Listed records:
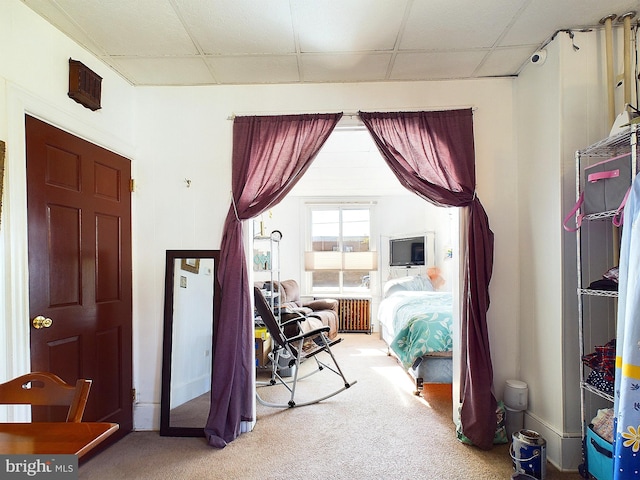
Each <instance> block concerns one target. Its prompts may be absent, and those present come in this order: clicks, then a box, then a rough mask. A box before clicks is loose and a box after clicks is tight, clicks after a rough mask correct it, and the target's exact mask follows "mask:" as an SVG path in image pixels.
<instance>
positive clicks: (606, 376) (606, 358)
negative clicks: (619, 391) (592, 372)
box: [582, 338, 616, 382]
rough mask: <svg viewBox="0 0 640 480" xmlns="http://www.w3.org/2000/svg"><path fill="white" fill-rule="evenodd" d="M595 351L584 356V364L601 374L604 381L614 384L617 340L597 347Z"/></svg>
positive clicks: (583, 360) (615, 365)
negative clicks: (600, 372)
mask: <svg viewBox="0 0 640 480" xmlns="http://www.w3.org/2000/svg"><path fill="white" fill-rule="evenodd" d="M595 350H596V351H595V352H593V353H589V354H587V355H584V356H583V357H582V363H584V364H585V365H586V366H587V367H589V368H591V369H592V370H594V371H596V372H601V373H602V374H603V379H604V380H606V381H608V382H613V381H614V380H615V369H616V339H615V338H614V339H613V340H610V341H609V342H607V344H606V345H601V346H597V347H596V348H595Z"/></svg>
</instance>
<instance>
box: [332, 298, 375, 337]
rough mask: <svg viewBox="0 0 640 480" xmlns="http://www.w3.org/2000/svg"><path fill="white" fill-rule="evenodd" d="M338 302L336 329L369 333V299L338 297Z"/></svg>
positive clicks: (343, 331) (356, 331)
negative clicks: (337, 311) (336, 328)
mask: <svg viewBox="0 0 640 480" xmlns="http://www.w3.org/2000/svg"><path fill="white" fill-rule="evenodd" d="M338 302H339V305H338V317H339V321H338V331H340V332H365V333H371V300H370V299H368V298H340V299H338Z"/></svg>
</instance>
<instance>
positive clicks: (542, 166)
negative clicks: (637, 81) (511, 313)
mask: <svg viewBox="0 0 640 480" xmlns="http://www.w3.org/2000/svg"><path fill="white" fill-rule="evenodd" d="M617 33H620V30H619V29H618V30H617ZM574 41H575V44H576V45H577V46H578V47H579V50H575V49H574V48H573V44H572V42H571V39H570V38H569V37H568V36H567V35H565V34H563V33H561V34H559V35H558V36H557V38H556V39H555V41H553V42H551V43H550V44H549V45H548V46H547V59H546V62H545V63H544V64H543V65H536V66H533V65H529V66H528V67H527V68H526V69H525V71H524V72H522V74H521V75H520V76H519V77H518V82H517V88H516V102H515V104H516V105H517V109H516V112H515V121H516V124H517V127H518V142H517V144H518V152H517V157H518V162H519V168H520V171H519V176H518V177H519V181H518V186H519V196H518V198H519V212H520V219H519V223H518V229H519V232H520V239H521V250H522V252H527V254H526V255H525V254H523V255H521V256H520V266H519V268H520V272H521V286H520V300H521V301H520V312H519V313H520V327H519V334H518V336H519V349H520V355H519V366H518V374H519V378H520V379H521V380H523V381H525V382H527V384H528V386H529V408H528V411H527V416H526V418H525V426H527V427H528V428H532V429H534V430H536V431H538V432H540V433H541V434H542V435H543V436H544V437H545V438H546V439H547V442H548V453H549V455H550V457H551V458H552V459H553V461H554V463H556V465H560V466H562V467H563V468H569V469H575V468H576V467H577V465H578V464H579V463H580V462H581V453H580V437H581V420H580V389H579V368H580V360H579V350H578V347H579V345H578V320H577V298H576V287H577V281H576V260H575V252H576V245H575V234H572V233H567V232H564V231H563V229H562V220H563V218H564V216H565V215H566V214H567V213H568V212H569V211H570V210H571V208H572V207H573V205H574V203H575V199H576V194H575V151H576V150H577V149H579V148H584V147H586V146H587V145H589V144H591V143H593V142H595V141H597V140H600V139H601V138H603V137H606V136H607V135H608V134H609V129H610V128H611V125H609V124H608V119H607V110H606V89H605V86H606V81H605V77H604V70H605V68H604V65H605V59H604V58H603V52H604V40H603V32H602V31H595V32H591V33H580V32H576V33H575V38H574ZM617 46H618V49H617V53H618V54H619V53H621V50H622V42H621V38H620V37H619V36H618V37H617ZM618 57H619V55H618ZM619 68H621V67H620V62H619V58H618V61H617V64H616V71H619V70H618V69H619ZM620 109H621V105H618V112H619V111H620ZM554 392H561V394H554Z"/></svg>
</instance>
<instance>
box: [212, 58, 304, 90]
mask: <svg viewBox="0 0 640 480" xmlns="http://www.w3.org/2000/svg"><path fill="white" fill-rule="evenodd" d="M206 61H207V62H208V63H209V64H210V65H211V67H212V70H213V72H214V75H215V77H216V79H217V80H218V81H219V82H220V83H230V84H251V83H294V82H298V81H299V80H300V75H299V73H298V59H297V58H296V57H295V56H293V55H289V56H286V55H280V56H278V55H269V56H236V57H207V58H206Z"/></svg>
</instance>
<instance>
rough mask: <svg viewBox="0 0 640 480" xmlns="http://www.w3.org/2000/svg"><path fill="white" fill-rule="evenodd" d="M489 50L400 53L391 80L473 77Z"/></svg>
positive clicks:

Work to complete: Where a record holds a picture, leave the picture out and restate the rest word for word.

Result of this task:
Each <instance> block concerns one target. Its prompts may be absent, and those present come in this order: clicks, then a box, then a rough mask. A box before clicks is loose and a box after clicks is tight, clicks after a rough mask correct it, and the target's exact mask follows "mask:" as an SVG path in image pixels.
<instance>
positive clicks: (606, 376) (606, 358)
negative clicks: (619, 391) (592, 372)
box: [582, 338, 616, 382]
rough mask: <svg viewBox="0 0 640 480" xmlns="http://www.w3.org/2000/svg"><path fill="white" fill-rule="evenodd" d="M595 351L584 356V364L601 374L604 381L614 384L617 340L597 347Z"/></svg>
positive clicks: (583, 360) (615, 365)
negative clicks: (600, 372)
mask: <svg viewBox="0 0 640 480" xmlns="http://www.w3.org/2000/svg"><path fill="white" fill-rule="evenodd" d="M595 350H596V351H595V352H593V353H589V354H587V355H584V356H583V357H582V363H584V364H585V365H586V366H587V367H589V368H591V369H592V370H594V371H596V372H601V373H602V374H603V379H604V380H606V381H608V382H613V381H614V380H615V369H616V339H615V338H614V339H613V340H610V341H609V342H607V344H606V345H601V346H597V347H596V348H595Z"/></svg>
</instance>
<instance>
box: [332, 298, 375, 337]
rough mask: <svg viewBox="0 0 640 480" xmlns="http://www.w3.org/2000/svg"><path fill="white" fill-rule="evenodd" d="M338 302L336 329L369 333V299L338 297Z"/></svg>
positive clicks: (343, 331) (356, 331)
negative clicks: (337, 311) (336, 328)
mask: <svg viewBox="0 0 640 480" xmlns="http://www.w3.org/2000/svg"><path fill="white" fill-rule="evenodd" d="M338 302H339V305H338V317H339V321H338V331H340V332H365V333H371V300H370V299H368V298H340V299H338Z"/></svg>
</instance>
<instance>
positive clicks: (542, 166)
negative clicks: (637, 81) (511, 313)
mask: <svg viewBox="0 0 640 480" xmlns="http://www.w3.org/2000/svg"><path fill="white" fill-rule="evenodd" d="M617 33H620V30H619V29H618V30H617ZM574 41H575V44H576V45H577V46H578V47H579V50H575V49H574V48H573V44H572V42H571V39H570V38H569V37H568V36H567V35H565V34H563V33H561V34H559V35H558V36H557V38H556V39H555V41H553V42H551V43H550V44H549V45H548V46H547V59H546V62H545V63H544V64H543V65H536V66H533V65H529V66H528V67H527V68H526V69H525V71H524V72H522V74H521V75H520V76H519V77H518V82H517V88H516V102H515V104H516V105H517V109H516V112H515V121H516V124H517V127H518V142H517V144H518V152H517V157H518V162H519V168H520V171H519V176H518V177H519V181H518V186H519V196H518V198H519V212H520V219H519V223H518V229H519V232H520V239H521V250H522V252H527V254H526V255H525V254H523V255H521V256H520V266H519V268H520V272H521V286H520V300H521V301H520V312H519V313H520V327H519V334H518V336H519V349H520V355H519V366H518V374H519V378H520V379H521V380H523V381H525V382H527V384H528V386H529V408H528V411H527V416H526V418H525V426H527V427H528V428H532V429H534V430H536V431H538V432H540V433H541V434H542V435H543V436H544V437H545V438H546V439H547V442H548V453H549V455H550V457H551V458H552V459H553V461H554V463H556V465H560V466H562V467H563V468H569V469H575V468H576V467H577V465H578V464H579V463H580V462H581V453H580V437H581V420H580V389H579V368H580V360H579V350H578V347H579V345H578V320H577V298H576V287H577V281H576V260H575V252H576V245H575V234H572V233H567V232H564V231H563V229H562V220H563V218H564V216H565V215H566V214H567V213H568V212H569V211H570V210H571V208H572V207H573V205H574V203H575V199H576V194H575V151H576V150H577V149H579V148H584V147H586V146H587V145H589V144H591V143H593V142H595V141H597V140H600V139H601V138H603V137H606V136H607V135H608V134H609V129H610V128H611V125H609V124H608V119H607V110H606V89H605V86H606V81H605V77H604V70H605V68H604V65H605V59H604V58H603V52H604V40H603V32H602V31H595V32H591V33H580V32H576V33H575V38H574ZM617 46H618V49H617V53H618V54H619V53H621V50H622V42H621V38H620V37H619V36H618V37H617ZM618 57H619V55H618ZM619 68H621V67H620V62H619V58H618V61H617V64H616V71H619V70H618V69H619ZM620 109H621V105H618V112H619V111H620ZM554 392H561V394H554Z"/></svg>
</instance>
<instance>
box: [212, 58, 304, 90]
mask: <svg viewBox="0 0 640 480" xmlns="http://www.w3.org/2000/svg"><path fill="white" fill-rule="evenodd" d="M206 61H207V62H208V63H209V64H210V65H211V67H212V70H213V72H214V75H215V77H216V79H217V80H218V81H219V82H220V83H230V84H251V83H294V82H298V81H299V80H300V75H299V73H298V59H297V58H296V57H295V56H293V55H289V56H286V55H280V56H278V55H269V56H236V57H207V58H206Z"/></svg>
</instance>
<instance>
rough mask: <svg viewBox="0 0 640 480" xmlns="http://www.w3.org/2000/svg"><path fill="white" fill-rule="evenodd" d="M489 50L400 53L391 80L473 77Z"/></svg>
positive clicks:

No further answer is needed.